## PASSAGE TO READ
┏━━
The Portsmouth-based warship, which boasts sophisticated sonar technology, will arrive at the crash site in the Moray Firth later today.

Flight Lieutenant Adam Sanders, 27, and Squadron Leader Sam Bailey, 36, are unaccounted for following the incident and are presumed dead.

Two other airmen were plucked from the water after the crash and airlifted to hospital.

Flight Lieutenant Hywel Poole, 28, later died in hospital. An unnamed fourth flier was said to be seriously ill in Raigmore Hospital, Inverness, last night.

An RAF spokesman confirmed Cattistock has been called in to search the wreckage site of the two £40m jets, which are said to have sunk in about 150ft of water following the crash.

The warship, which is usually used to discover enemy sea mines, uses sonar equipment to map the sea bed and has naval divers on board should they be needed.

It also boasts a state-of-the-art SeaFox robot which can be sent below the surface to beam back live video to the ship’s operations room.

The two jets from RAF Lossiemouth plunged into the Moray Firth about 25 miles south of Wick on Tuesday after completing a practice bombing raid on a Ministry of Defence firing range.
┗━━
## STUDY MATERIAL
┏━━
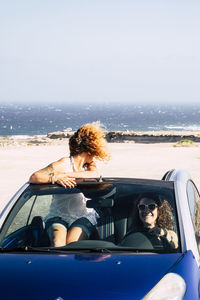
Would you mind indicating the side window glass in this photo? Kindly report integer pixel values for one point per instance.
(194, 205)
(21, 217)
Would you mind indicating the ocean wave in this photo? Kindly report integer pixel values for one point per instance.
(184, 127)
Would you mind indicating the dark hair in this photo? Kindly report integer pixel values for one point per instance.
(164, 212)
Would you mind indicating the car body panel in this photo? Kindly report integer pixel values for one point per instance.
(102, 272)
(82, 276)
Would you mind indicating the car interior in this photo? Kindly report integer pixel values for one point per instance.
(25, 225)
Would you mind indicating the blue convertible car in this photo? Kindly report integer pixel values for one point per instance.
(122, 259)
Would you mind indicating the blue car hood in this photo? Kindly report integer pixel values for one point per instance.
(81, 276)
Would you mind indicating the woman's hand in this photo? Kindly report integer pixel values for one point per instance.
(65, 181)
(158, 231)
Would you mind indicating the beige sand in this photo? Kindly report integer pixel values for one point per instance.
(128, 160)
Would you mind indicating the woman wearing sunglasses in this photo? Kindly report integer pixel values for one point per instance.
(153, 217)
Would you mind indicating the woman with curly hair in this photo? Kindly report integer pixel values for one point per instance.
(153, 217)
(69, 219)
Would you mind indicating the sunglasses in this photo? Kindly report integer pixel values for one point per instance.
(150, 206)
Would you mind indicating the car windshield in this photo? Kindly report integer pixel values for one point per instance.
(123, 218)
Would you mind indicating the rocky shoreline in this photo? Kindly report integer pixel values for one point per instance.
(149, 137)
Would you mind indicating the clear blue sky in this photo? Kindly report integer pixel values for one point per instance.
(89, 50)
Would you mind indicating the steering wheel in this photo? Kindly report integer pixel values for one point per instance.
(137, 240)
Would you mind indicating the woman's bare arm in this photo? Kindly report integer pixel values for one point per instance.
(55, 173)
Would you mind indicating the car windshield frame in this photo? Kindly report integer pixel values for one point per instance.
(106, 193)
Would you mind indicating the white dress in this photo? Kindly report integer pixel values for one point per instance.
(71, 207)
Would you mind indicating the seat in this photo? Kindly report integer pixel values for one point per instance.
(37, 234)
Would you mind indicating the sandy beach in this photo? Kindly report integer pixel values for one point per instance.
(127, 160)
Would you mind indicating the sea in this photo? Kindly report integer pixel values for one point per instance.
(33, 119)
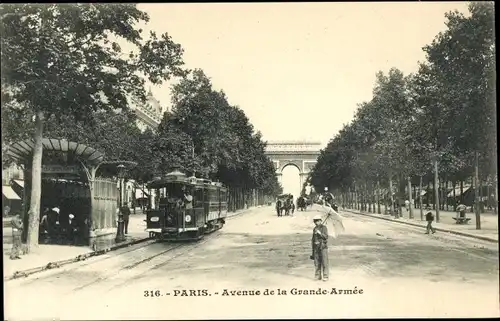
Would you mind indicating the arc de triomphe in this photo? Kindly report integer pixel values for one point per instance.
(301, 154)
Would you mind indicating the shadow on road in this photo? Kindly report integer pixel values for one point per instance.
(377, 256)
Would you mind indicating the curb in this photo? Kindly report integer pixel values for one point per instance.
(57, 264)
(82, 257)
(479, 237)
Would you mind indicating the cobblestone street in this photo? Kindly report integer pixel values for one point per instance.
(401, 271)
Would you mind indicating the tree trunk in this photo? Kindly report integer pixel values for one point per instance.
(393, 208)
(476, 189)
(436, 191)
(420, 199)
(461, 192)
(427, 193)
(480, 186)
(36, 186)
(378, 197)
(369, 199)
(454, 183)
(495, 201)
(410, 198)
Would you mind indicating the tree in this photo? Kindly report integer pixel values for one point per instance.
(461, 60)
(61, 60)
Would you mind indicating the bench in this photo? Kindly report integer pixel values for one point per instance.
(461, 220)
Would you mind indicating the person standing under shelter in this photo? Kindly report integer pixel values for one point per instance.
(188, 199)
(429, 217)
(17, 230)
(320, 249)
(126, 217)
(6, 211)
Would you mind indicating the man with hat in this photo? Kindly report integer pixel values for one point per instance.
(17, 229)
(320, 249)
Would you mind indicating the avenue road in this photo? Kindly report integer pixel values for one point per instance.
(392, 270)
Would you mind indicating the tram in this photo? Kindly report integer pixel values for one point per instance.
(187, 208)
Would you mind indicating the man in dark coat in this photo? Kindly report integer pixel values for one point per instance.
(320, 249)
(429, 217)
(126, 216)
(17, 230)
(278, 207)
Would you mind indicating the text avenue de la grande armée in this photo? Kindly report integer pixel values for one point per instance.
(235, 293)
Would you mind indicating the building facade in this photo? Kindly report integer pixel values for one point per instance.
(149, 115)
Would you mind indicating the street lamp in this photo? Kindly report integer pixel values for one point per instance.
(120, 236)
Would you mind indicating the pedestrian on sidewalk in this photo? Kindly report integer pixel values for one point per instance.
(429, 217)
(320, 249)
(17, 230)
(126, 217)
(461, 210)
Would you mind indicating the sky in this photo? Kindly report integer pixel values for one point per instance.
(298, 70)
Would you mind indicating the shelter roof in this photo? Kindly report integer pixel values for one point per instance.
(22, 151)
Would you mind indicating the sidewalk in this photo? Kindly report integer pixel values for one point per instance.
(488, 231)
(37, 262)
(55, 253)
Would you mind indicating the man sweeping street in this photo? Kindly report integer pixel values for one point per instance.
(320, 249)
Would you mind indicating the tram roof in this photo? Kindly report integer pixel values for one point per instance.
(22, 151)
(181, 178)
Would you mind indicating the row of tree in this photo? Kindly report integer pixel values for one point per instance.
(64, 75)
(435, 126)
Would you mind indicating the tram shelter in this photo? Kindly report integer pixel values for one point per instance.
(77, 180)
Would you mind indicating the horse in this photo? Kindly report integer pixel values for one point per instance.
(279, 207)
(301, 204)
(287, 206)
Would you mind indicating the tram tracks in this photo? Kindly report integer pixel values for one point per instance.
┗━━
In the passage about the jet crash search, write out the part from "The warship, which" to "they be needed." again, swapping "sonar equipment" for "sonar gear".

The warship, which is usually used to discover enemy sea mines, uses sonar gear to map the sea bed and has naval divers on board should they be needed.